TASK GOAL: Count the lines in the rows below that contain the word "tower". Reply with that number alone.

GIVEN DATA:
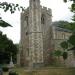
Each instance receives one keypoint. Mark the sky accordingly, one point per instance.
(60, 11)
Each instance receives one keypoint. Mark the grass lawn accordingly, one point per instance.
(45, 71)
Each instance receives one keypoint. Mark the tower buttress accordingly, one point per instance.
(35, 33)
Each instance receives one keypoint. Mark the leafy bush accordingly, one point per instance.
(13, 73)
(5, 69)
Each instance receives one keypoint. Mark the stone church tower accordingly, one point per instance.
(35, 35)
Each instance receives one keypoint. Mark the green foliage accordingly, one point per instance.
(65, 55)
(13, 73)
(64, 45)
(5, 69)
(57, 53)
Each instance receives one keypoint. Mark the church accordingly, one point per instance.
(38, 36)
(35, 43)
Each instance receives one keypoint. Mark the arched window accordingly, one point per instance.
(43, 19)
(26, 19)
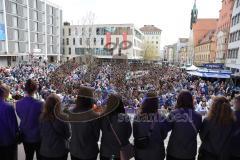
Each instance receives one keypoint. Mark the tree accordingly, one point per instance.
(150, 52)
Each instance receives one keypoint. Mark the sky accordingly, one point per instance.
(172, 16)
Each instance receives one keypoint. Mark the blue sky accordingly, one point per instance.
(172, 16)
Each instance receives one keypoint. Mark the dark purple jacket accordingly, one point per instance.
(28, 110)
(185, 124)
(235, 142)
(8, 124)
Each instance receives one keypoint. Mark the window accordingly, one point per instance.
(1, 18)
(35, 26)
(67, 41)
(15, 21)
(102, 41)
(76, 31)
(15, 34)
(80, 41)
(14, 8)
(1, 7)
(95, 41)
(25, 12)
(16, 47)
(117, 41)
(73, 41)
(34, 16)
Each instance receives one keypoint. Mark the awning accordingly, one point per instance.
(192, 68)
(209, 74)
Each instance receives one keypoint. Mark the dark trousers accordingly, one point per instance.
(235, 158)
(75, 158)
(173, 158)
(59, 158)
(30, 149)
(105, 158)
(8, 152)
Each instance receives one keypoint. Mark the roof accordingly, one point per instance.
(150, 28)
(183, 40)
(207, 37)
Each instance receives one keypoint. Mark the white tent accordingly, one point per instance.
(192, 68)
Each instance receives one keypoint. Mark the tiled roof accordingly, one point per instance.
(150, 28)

--

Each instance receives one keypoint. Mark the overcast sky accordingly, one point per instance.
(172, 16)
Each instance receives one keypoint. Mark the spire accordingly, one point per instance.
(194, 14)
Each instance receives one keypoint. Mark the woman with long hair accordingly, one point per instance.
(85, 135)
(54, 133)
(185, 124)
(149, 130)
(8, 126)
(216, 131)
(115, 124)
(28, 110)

EXPECTED OUTPUT: 2